输入记录 —
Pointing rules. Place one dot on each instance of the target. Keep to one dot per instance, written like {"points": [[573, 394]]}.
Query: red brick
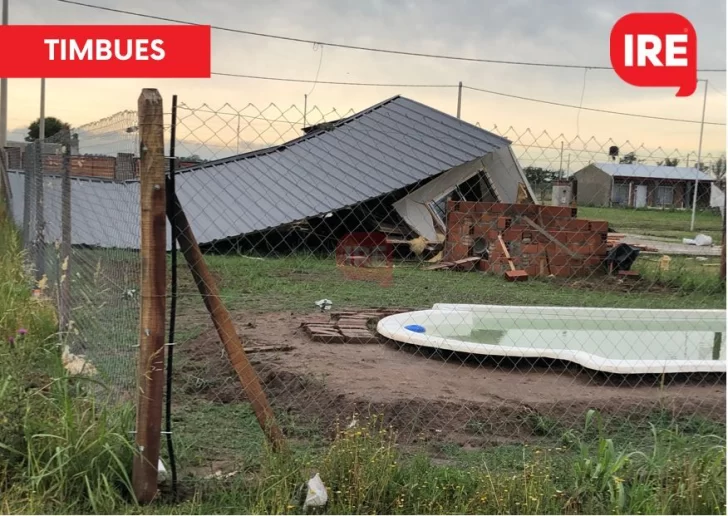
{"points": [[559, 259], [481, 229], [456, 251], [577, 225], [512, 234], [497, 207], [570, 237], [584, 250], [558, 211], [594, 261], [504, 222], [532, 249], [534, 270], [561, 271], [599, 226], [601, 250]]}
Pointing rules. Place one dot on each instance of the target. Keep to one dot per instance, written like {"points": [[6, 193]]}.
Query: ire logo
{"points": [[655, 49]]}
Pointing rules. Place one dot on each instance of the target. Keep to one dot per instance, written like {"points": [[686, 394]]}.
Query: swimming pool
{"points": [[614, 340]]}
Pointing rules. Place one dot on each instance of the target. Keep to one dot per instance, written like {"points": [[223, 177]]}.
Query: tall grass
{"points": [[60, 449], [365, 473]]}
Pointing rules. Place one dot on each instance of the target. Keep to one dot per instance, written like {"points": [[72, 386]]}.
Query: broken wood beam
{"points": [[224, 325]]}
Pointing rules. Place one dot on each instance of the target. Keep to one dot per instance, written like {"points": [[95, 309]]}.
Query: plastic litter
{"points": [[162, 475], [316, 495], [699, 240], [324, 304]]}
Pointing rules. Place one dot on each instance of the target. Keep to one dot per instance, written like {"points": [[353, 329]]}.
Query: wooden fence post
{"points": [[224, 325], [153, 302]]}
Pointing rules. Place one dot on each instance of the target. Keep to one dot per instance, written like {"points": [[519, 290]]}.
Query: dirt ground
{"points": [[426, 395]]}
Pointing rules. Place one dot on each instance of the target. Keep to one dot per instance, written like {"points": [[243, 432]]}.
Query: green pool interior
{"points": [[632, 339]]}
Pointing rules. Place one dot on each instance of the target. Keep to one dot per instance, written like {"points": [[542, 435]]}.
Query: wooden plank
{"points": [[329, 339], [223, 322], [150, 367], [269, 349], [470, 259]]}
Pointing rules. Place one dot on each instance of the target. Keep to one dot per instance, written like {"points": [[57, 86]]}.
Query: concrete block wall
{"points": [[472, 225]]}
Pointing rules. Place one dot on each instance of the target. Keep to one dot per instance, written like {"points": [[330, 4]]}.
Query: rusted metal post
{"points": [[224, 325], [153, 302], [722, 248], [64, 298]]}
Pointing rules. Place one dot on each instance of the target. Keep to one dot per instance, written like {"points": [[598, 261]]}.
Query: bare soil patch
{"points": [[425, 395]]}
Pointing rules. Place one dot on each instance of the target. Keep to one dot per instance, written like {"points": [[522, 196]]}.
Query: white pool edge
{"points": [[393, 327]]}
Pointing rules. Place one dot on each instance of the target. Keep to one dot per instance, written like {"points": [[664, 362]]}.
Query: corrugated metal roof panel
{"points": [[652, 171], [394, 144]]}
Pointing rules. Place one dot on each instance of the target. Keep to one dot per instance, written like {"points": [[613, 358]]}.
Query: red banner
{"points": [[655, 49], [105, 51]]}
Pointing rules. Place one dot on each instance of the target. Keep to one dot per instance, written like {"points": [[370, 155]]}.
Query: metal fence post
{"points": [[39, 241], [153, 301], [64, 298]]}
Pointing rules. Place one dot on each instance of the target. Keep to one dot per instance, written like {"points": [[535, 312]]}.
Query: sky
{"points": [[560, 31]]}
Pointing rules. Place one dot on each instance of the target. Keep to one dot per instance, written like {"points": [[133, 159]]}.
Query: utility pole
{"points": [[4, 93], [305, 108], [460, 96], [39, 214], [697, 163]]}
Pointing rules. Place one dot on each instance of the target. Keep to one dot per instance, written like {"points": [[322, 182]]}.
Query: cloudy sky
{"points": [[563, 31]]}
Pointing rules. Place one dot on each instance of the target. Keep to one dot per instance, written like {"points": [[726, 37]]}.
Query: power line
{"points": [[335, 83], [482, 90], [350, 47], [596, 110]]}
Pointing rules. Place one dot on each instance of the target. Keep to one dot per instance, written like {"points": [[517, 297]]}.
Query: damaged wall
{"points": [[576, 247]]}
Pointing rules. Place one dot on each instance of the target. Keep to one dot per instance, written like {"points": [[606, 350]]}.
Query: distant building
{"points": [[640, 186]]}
* * *
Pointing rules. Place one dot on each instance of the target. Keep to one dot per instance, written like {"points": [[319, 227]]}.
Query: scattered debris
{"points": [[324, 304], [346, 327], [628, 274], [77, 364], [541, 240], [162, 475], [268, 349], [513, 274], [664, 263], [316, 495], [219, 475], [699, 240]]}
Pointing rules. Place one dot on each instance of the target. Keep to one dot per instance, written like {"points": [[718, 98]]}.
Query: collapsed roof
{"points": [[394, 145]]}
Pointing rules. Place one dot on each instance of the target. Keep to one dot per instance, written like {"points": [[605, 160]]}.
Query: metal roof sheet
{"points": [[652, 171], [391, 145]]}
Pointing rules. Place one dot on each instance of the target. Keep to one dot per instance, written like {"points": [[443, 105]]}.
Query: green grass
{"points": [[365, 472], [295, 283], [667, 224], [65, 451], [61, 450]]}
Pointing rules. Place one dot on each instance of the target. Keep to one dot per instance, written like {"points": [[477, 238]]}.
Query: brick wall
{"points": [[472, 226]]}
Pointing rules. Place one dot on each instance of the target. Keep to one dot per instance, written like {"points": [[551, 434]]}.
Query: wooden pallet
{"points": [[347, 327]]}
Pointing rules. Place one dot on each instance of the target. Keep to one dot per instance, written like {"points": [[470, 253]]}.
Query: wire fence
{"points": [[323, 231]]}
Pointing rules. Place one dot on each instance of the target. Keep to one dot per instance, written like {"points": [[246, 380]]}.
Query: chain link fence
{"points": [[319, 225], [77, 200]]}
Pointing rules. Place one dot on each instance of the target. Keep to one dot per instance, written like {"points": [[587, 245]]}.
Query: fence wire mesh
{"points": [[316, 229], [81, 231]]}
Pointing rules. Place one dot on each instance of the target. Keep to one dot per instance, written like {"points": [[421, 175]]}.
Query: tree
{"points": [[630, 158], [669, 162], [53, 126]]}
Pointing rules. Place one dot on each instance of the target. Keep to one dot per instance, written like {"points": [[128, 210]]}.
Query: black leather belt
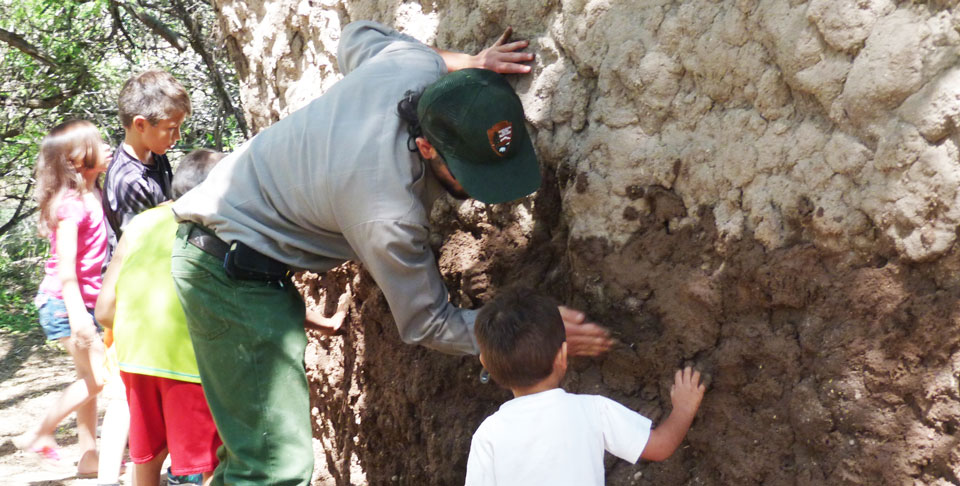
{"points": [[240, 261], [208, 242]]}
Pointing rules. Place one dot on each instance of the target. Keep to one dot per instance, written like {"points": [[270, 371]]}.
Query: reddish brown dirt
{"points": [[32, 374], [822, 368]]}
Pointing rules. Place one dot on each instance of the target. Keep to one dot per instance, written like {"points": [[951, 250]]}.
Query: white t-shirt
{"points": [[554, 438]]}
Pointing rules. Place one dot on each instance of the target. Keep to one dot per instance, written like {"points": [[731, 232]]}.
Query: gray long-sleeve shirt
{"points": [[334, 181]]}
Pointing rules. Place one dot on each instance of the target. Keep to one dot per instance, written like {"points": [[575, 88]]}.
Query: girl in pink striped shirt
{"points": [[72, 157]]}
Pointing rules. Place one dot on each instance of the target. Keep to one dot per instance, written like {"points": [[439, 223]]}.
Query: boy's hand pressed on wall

练习说明 — 从上面的记录中提取所有含有字符串“pool”的行，原样抄出，区分大小写。

完整答案 —
Query: swimming pool
Query: green pool interior
Query: white pool edge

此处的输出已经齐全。